* begin Records for processing *

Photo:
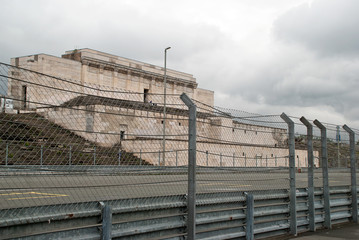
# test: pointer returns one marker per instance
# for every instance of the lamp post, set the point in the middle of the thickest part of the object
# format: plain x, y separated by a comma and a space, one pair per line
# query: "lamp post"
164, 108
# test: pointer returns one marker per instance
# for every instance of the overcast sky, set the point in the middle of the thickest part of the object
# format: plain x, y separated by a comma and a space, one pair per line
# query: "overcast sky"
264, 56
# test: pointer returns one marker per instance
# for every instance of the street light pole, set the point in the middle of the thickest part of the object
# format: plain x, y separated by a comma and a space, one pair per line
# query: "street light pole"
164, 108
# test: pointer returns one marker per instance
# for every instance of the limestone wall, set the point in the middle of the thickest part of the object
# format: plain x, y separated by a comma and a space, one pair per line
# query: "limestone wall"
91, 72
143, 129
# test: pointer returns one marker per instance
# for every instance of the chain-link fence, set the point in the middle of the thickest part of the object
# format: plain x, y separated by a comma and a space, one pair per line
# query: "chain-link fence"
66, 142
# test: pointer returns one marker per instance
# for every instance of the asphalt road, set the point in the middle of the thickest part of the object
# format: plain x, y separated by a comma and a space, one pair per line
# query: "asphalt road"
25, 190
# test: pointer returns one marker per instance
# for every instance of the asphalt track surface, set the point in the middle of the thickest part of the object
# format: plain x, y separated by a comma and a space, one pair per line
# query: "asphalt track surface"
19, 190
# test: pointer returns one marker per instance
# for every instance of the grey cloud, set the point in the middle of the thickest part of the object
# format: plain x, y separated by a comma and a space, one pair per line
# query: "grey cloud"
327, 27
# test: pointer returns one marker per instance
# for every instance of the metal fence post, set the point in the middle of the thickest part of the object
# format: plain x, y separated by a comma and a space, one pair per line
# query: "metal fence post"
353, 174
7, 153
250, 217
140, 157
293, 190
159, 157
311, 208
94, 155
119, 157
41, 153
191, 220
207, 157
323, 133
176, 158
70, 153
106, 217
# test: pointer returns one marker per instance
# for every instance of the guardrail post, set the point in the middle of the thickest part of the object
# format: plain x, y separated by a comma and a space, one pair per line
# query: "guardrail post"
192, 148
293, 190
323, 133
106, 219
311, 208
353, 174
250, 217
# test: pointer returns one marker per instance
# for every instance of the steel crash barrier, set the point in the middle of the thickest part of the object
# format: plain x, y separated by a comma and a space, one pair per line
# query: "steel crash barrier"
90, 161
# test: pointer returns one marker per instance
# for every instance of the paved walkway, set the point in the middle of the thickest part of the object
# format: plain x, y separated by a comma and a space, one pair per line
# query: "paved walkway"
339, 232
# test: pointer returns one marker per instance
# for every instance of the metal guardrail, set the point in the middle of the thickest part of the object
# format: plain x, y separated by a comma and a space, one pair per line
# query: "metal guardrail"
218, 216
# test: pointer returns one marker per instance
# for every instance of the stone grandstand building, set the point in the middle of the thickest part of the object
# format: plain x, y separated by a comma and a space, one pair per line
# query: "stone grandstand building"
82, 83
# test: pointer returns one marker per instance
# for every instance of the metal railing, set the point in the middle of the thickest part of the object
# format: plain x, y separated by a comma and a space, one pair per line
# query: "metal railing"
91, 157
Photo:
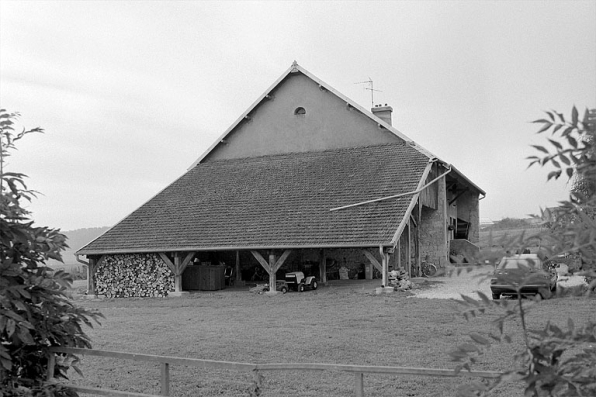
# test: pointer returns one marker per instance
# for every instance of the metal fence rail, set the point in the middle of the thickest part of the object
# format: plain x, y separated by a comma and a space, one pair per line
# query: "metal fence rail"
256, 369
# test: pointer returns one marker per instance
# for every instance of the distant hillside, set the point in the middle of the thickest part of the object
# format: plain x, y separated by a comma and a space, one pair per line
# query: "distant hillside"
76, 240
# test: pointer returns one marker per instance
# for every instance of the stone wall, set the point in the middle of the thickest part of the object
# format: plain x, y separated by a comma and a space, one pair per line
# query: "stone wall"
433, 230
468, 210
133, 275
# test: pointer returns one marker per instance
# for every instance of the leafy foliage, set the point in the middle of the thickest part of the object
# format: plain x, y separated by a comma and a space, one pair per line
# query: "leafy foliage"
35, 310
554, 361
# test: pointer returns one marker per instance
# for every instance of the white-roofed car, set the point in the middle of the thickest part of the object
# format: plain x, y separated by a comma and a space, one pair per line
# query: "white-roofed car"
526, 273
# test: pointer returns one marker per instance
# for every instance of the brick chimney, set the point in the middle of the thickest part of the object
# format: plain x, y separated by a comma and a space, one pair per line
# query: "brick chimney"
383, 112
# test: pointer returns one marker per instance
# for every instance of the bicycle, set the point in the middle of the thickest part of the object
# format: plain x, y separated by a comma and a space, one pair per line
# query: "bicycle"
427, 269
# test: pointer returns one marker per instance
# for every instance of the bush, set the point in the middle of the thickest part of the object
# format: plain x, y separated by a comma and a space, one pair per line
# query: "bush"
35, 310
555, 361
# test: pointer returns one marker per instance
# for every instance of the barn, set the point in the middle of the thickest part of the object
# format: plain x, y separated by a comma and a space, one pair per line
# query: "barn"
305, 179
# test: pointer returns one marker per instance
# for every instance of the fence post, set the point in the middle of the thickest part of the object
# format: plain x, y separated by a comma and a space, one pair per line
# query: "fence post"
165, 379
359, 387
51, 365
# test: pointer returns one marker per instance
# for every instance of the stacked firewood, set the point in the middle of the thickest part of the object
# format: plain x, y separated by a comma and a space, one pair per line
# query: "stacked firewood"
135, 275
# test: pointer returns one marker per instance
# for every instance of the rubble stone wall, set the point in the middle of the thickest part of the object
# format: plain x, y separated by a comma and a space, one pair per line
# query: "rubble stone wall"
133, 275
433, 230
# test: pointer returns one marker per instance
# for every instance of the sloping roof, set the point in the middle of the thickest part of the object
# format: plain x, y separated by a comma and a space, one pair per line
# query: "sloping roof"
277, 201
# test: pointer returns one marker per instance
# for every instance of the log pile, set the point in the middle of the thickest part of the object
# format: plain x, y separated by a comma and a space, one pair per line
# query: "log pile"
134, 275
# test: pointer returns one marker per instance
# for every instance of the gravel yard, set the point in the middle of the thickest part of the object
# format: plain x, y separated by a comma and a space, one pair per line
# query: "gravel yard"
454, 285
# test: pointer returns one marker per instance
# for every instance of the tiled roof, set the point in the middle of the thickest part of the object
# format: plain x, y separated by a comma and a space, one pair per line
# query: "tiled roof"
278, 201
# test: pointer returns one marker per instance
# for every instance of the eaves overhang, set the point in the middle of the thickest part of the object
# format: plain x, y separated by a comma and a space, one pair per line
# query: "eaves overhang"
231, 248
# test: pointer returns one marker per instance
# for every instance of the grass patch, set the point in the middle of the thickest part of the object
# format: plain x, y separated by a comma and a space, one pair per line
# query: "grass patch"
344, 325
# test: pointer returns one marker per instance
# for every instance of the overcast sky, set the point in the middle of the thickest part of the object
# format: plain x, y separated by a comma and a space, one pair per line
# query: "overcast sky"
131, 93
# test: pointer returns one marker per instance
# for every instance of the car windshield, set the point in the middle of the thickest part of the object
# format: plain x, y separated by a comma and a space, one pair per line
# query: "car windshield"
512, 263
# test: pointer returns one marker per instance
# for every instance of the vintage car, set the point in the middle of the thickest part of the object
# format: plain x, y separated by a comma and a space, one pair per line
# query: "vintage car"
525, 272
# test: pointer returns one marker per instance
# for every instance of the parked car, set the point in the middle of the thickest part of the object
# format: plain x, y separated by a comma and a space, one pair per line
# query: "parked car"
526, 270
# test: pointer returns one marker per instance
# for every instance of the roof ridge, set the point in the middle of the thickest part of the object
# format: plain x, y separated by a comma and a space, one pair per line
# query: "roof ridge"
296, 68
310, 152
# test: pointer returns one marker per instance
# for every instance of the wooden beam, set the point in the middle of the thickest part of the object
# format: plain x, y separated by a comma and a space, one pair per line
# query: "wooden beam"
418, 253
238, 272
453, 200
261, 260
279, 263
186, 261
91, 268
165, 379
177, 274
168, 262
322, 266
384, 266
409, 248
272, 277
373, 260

* end Records for processing *

• **Given problem**:
Select every line of the listing above that contains the string "pile", and copy those lines. Matching is case-sensitive.

• **Final answer**:
# for every instance of the log pile, set the point in the middle of the thickest part of the object
# query: "log pile"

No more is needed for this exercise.